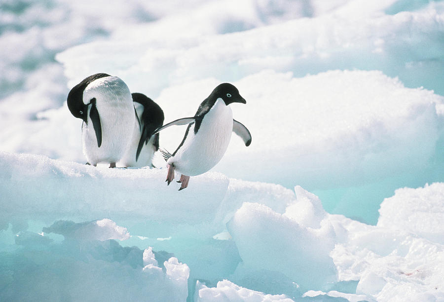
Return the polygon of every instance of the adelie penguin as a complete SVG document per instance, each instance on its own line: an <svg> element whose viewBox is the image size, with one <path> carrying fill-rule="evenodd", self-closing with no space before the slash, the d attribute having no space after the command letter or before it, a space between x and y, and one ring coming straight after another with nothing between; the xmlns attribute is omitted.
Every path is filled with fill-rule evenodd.
<svg viewBox="0 0 444 302"><path fill-rule="evenodd" d="M174 179L175 170L181 173L179 190L188 186L189 177L204 173L213 168L222 158L228 147L232 132L243 140L245 146L251 143L248 129L233 119L228 105L233 103L246 104L234 86L221 84L202 102L192 117L185 117L166 124L154 131L156 133L173 125L188 124L185 136L176 151L170 154L161 149L167 160L168 185Z"/></svg>
<svg viewBox="0 0 444 302"><path fill-rule="evenodd" d="M128 148L136 121L128 86L116 76L96 74L74 86L67 102L73 115L83 121L82 142L88 163L115 167Z"/></svg>
<svg viewBox="0 0 444 302"><path fill-rule="evenodd" d="M129 148L119 161L125 167L153 167L154 153L159 150L159 133L152 132L163 124L163 111L142 93L133 93L136 122Z"/></svg>

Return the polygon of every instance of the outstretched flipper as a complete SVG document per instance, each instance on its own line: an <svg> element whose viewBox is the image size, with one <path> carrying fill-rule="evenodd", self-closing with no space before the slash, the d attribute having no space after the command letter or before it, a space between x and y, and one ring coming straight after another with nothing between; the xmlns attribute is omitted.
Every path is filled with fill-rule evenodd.
<svg viewBox="0 0 444 302"><path fill-rule="evenodd" d="M93 127L96 132L96 138L97 139L97 146L100 148L102 145L102 125L100 124L100 116L99 111L96 106L96 98L91 100L91 111L89 112L89 117L93 122Z"/></svg>
<svg viewBox="0 0 444 302"><path fill-rule="evenodd" d="M134 107L134 113L136 114L136 120L137 121L137 122L139 123L139 131L141 131L142 130L142 124L140 123L140 119L139 118L139 115L137 115L137 111L136 110L136 107L133 105L133 107ZM137 159L136 160L137 160Z"/></svg>
<svg viewBox="0 0 444 302"><path fill-rule="evenodd" d="M166 125L164 125L162 127L158 128L152 133L153 134L155 134L159 131L163 130L165 128L168 128L170 126L173 126L174 125L180 126L181 125L187 125L188 124L190 124L191 123L194 122L195 121L195 118L194 117L184 117L183 118L179 118L179 119L176 119L176 120L173 120L170 123L168 123Z"/></svg>
<svg viewBox="0 0 444 302"><path fill-rule="evenodd" d="M233 131L239 135L248 147L251 144L251 134L247 127L235 119L233 120Z"/></svg>

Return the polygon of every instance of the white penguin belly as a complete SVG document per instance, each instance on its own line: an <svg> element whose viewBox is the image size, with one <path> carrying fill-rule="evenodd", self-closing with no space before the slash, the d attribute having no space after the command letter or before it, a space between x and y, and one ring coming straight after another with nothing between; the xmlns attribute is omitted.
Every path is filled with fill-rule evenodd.
<svg viewBox="0 0 444 302"><path fill-rule="evenodd" d="M144 111L143 106L135 103L134 106L137 112L137 115L139 117L141 117ZM119 162L119 165L124 167L138 167L151 165L152 158L156 152L156 148L153 145L154 140L154 135L151 136L147 145L144 144L144 147L140 151L140 154L139 154L139 158L137 161L136 161L136 153L137 152L137 147L139 147L141 135L139 122L136 120L134 122L134 128L133 130L131 143L125 155Z"/></svg>
<svg viewBox="0 0 444 302"><path fill-rule="evenodd" d="M196 134L191 125L183 145L168 161L178 172L189 176L209 171L226 151L233 131L231 109L219 99L204 116Z"/></svg>
<svg viewBox="0 0 444 302"><path fill-rule="evenodd" d="M99 148L94 126L89 117L91 106L88 109L88 123L84 123L82 138L83 153L91 164L101 162L116 162L123 156L131 141L135 121L134 108L131 93L119 78L109 76L92 83L83 93L85 104L92 98L96 106L102 126L102 145Z"/></svg>

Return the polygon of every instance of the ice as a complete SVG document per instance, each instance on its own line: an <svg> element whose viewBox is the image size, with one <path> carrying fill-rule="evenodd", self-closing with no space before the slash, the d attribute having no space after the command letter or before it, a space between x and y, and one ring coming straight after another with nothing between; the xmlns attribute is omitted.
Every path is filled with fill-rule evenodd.
<svg viewBox="0 0 444 302"><path fill-rule="evenodd" d="M0 11L0 300L444 300L442 0ZM166 121L232 82L252 144L181 192L158 154L85 165L66 100L97 72Z"/></svg>
<svg viewBox="0 0 444 302"><path fill-rule="evenodd" d="M443 192L442 183L416 189L398 189L394 196L381 204L377 225L444 244Z"/></svg>
<svg viewBox="0 0 444 302"><path fill-rule="evenodd" d="M85 293L94 289L91 299L118 299L127 294L155 299L159 294L152 289L166 289L160 301L223 295L433 301L444 295L444 248L426 239L429 233L419 227L404 229L394 219L387 227L329 214L317 196L300 186L292 192L213 172L196 177L194 189L179 192L164 183L165 169L112 169L5 152L0 162L1 225L5 226L0 233L0 280L8 289L3 299L26 299L14 296L14 289L40 284L48 274L44 280L58 291L41 285L36 300L84 300L89 297L79 290L84 288ZM383 203L381 221L400 210L414 213L410 205L418 200L430 200L422 212L439 221L442 207L433 205L440 204L441 187L400 189ZM165 196L170 196L168 203L155 203ZM405 208L388 208L391 200L402 200ZM105 214L109 218L91 221ZM229 235L222 236L227 230ZM27 262L17 262L30 251ZM62 272L74 265L75 273ZM26 276L21 270L31 267L34 272ZM104 279L93 280L97 273ZM229 281L219 283L223 279ZM117 280L121 286L116 287ZM206 285L197 283L195 290L198 280ZM130 282L143 289L130 294Z"/></svg>
<svg viewBox="0 0 444 302"><path fill-rule="evenodd" d="M334 243L319 233L322 231L302 227L265 206L251 203L244 203L227 226L249 267L281 272L297 280L303 290L323 288L337 279L329 255Z"/></svg>
<svg viewBox="0 0 444 302"><path fill-rule="evenodd" d="M75 238L78 241L125 240L130 237L126 227L119 226L108 219L81 224L59 220L49 227L43 227L42 230L45 233L60 234L65 238Z"/></svg>
<svg viewBox="0 0 444 302"><path fill-rule="evenodd" d="M238 286L232 282L224 280L218 282L215 288L209 288L198 281L196 285L196 302L230 302L231 301L279 301L292 302L293 300L284 295L265 295L263 293L252 291Z"/></svg>

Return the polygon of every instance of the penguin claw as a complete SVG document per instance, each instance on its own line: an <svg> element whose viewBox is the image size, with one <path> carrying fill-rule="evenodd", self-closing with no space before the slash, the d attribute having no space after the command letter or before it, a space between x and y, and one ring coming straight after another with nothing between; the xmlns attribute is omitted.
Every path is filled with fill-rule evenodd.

_ _ _ _ _ _ _

PROBLEM STATEMENT>
Give these lines as a numbered list, leaving out blank lines: begin at the line that contains "Return the polygon of every instance of the outstretched" and stop after the line that contains "131L239 135L248 147L251".

RESPONSE>
1. Return the polygon of every instance of the outstretched flipper as a complete SVG document per instance, each instance on its own line: an <svg> element whose viewBox is the image size, with one <path> carrying fill-rule="evenodd", self-closing with no space before the slash, the d attribute having no space after the command letter or before it, a space between x and y, and one ring coming straight after another with nothing between; the xmlns attribute is omitted.
2. Every path is filled with fill-rule evenodd.
3. <svg viewBox="0 0 444 302"><path fill-rule="evenodd" d="M93 127L96 132L96 138L97 139L97 146L100 148L102 145L102 125L100 124L100 116L99 111L96 106L96 98L91 100L91 111L89 112L89 117L93 122Z"/></svg>
4. <svg viewBox="0 0 444 302"><path fill-rule="evenodd" d="M134 107L134 113L136 114L136 120L137 121L137 122L139 123L139 131L141 131L142 130L142 124L140 123L140 119L139 118L139 115L137 115L137 111L136 110L136 107L133 105L133 107ZM137 159L136 160L137 160Z"/></svg>
5. <svg viewBox="0 0 444 302"><path fill-rule="evenodd" d="M166 125L164 125L162 127L158 128L152 133L153 134L155 134L159 131L163 130L165 128L168 128L170 126L173 126L174 125L180 126L181 125L187 125L188 124L190 124L191 123L194 122L195 121L195 118L194 117L184 117L183 118L179 118L179 119L176 119L176 120L173 120L170 123L168 123Z"/></svg>
6. <svg viewBox="0 0 444 302"><path fill-rule="evenodd" d="M233 131L239 135L248 147L251 144L251 134L247 127L235 119L233 120Z"/></svg>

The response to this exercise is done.